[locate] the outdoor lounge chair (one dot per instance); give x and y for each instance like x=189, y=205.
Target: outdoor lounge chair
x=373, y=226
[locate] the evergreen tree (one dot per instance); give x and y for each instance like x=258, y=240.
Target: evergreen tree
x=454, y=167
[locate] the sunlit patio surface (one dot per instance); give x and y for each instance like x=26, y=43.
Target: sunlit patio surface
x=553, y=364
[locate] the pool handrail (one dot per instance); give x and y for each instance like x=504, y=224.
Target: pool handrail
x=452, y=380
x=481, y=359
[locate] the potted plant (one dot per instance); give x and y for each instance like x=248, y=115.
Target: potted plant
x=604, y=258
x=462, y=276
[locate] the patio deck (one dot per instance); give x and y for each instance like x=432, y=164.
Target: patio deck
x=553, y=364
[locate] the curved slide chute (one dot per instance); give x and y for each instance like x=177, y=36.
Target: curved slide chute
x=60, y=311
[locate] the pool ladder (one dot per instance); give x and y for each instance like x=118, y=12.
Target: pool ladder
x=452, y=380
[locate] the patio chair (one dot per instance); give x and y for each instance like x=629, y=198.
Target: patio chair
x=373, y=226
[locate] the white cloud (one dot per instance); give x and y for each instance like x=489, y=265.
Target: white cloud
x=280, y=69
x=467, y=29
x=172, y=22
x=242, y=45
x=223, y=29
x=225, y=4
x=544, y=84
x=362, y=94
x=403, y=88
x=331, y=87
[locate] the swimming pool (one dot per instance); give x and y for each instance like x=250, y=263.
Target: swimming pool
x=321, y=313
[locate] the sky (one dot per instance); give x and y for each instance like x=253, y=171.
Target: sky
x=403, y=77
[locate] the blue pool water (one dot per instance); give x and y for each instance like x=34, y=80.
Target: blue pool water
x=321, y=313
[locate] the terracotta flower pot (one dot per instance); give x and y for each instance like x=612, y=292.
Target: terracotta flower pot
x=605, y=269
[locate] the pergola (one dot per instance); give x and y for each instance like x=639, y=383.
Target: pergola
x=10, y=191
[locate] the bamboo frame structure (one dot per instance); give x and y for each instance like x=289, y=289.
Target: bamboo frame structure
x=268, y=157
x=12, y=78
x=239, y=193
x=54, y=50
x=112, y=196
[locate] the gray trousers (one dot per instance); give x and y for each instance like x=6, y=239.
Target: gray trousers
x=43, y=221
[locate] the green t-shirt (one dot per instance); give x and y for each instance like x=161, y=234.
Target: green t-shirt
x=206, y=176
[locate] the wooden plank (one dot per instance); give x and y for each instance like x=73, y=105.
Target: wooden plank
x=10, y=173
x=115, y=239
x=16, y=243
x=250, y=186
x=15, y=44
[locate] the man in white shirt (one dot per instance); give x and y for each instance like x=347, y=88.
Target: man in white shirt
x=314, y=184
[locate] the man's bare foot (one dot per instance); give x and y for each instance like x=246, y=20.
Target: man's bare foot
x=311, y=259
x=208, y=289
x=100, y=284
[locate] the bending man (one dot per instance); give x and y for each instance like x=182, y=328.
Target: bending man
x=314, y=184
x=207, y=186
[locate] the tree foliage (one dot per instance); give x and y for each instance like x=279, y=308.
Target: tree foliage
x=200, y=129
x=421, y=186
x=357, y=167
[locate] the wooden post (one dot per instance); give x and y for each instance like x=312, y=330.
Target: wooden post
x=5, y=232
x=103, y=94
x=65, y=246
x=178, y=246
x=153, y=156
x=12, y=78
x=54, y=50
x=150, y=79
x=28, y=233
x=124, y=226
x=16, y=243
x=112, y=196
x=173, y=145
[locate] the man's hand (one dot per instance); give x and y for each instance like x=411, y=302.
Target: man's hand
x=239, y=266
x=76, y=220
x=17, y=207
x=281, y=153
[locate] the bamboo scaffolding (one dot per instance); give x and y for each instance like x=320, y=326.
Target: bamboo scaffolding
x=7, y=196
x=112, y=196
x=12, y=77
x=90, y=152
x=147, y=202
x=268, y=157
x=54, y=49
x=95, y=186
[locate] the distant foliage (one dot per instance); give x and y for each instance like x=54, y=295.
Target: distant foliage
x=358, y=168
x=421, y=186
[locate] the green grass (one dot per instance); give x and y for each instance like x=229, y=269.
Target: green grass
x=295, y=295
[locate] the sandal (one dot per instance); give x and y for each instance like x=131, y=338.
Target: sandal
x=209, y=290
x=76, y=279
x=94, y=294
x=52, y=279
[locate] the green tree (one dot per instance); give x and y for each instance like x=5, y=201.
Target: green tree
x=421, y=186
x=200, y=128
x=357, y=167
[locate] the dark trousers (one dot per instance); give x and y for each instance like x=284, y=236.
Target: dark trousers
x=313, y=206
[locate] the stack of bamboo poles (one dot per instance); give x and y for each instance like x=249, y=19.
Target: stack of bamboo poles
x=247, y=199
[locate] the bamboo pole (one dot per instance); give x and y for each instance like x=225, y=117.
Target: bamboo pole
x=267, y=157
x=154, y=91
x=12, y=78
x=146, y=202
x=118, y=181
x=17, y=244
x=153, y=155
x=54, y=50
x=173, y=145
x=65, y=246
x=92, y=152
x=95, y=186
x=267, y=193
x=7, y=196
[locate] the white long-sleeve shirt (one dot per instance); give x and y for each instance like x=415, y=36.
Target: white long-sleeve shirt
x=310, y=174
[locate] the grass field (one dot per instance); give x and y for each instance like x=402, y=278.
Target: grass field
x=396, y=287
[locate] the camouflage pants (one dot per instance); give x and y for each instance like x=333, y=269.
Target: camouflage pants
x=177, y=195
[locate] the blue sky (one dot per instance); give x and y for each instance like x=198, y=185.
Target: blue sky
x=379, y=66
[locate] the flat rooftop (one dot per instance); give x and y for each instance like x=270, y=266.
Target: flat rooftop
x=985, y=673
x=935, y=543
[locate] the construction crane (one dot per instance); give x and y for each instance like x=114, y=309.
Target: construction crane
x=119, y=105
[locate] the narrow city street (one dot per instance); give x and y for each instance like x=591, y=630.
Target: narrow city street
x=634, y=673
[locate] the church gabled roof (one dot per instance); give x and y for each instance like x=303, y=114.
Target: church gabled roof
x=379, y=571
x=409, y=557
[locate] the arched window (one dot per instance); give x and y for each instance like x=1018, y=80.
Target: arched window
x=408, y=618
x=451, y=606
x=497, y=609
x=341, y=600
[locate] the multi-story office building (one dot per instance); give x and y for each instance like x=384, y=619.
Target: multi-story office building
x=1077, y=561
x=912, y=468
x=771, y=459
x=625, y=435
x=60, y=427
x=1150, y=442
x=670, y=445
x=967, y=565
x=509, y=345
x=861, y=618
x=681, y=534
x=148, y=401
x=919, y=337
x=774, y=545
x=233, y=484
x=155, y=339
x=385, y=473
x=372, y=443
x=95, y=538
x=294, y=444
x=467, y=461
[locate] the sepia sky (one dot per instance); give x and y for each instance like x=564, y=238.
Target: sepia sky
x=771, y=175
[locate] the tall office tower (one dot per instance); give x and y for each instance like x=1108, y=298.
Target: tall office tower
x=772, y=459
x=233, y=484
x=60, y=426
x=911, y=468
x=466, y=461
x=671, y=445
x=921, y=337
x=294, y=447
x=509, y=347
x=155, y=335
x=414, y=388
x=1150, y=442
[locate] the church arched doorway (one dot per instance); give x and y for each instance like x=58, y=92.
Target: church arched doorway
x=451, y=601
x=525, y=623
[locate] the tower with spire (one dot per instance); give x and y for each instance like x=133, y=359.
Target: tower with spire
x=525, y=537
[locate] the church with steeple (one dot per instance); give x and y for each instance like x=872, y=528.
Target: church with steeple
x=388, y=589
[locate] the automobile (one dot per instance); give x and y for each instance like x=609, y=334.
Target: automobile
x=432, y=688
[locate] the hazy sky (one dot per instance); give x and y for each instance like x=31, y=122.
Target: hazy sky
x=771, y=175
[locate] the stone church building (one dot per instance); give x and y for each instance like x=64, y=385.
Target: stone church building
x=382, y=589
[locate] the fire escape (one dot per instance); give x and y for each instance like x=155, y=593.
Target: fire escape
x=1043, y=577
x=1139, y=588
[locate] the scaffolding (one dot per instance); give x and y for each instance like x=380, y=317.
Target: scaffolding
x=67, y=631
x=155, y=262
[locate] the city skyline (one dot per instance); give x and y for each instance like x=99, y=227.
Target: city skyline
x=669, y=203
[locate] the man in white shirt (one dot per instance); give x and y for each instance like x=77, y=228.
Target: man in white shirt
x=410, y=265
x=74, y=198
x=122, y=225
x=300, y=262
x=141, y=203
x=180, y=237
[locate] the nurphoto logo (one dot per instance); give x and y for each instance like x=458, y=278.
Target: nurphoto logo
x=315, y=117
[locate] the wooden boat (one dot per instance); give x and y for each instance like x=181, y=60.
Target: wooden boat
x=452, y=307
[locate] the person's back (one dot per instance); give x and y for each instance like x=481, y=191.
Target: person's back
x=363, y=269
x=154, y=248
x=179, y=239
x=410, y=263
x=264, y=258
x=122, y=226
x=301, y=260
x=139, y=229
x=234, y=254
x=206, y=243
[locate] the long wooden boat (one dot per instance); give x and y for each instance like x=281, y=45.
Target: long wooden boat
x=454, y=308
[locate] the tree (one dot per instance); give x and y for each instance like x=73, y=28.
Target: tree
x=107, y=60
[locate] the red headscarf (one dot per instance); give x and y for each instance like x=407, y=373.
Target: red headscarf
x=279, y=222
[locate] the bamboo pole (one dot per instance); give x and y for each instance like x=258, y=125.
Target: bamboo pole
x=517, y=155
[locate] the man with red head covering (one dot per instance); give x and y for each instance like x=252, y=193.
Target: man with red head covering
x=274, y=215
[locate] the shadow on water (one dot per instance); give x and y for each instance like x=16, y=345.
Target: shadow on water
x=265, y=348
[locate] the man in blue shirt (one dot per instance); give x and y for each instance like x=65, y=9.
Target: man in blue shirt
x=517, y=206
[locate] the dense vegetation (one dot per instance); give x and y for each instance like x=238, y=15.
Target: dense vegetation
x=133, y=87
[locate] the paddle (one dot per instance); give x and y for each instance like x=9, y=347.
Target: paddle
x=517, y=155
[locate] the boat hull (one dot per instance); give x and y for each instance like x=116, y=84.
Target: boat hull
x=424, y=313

Work order =
Would you print exactly and only the lines of the material above that run from the line with "[locate] the wooden boat" through the line with "[locate] the tree (one", both included?

Written response =
[locate] the wooden boat (one dot per instance); give x and y for each instance like x=181, y=60.
Target: wooden boat
x=452, y=307
[locate] the person's back (one dot per instance); give x and y for each instance like x=481, y=191.
Target: person's back
x=363, y=269
x=154, y=248
x=179, y=239
x=410, y=263
x=264, y=258
x=122, y=226
x=301, y=260
x=139, y=229
x=234, y=254
x=206, y=243
[locate] the long wooden boat (one dot per instance); give x and y for each instance like x=281, y=45.
Target: long wooden boat
x=454, y=308
[locate] the tree (one dot per instance); give x and y for each instance like x=73, y=28.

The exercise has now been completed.